§ Activity
Find the lines in the entries that follow where the word "pole" occurs, and state how many there are, with no other words.

[Stored items from a collection]
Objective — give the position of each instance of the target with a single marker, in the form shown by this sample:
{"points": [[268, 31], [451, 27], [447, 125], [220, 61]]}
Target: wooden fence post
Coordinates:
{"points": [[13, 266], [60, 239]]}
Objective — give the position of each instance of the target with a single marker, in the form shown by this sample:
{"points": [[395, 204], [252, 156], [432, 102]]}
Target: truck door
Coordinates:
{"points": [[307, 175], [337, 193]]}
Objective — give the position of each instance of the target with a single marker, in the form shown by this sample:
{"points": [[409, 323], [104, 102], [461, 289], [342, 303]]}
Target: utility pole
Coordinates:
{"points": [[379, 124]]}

---

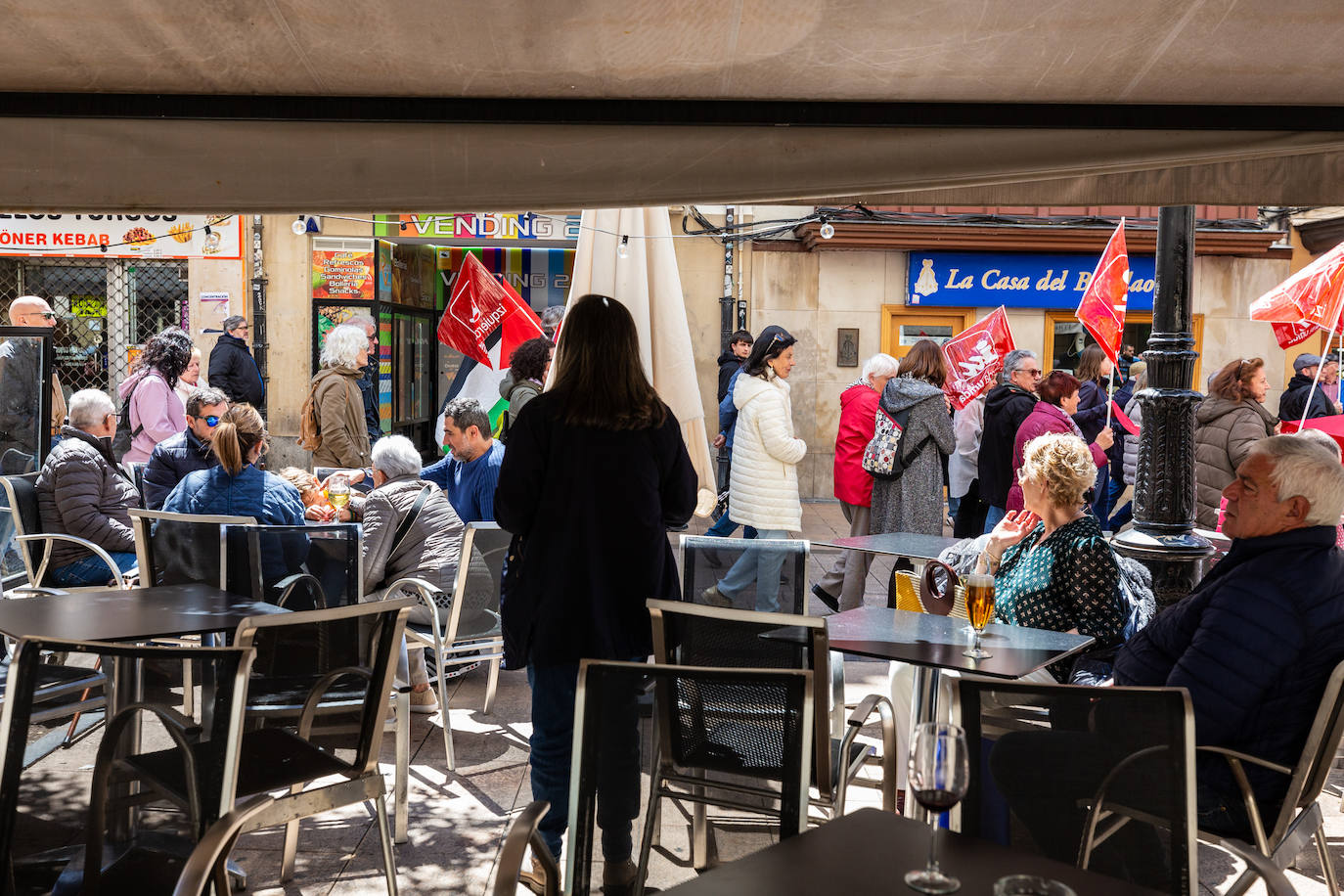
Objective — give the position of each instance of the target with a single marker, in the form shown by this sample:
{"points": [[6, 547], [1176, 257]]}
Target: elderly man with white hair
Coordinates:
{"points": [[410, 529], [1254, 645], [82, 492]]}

...

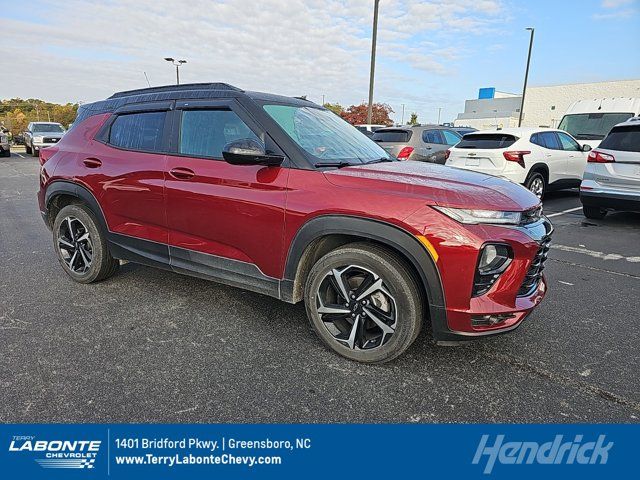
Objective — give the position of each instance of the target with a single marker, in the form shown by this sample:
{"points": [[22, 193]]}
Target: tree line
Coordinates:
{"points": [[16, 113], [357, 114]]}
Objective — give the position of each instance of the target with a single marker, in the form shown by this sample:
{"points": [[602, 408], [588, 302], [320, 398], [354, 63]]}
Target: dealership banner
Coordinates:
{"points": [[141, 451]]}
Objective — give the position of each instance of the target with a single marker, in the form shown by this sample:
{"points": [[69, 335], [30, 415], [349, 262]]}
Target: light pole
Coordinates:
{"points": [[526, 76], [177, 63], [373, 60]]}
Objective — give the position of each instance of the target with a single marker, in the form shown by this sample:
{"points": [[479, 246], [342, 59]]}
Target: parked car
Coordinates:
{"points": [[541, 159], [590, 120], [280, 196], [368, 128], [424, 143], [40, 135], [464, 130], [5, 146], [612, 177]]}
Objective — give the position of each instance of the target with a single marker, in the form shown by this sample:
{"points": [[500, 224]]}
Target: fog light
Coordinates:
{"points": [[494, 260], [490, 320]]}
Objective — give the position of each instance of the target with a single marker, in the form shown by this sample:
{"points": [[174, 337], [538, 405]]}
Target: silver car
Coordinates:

§ Written reply
2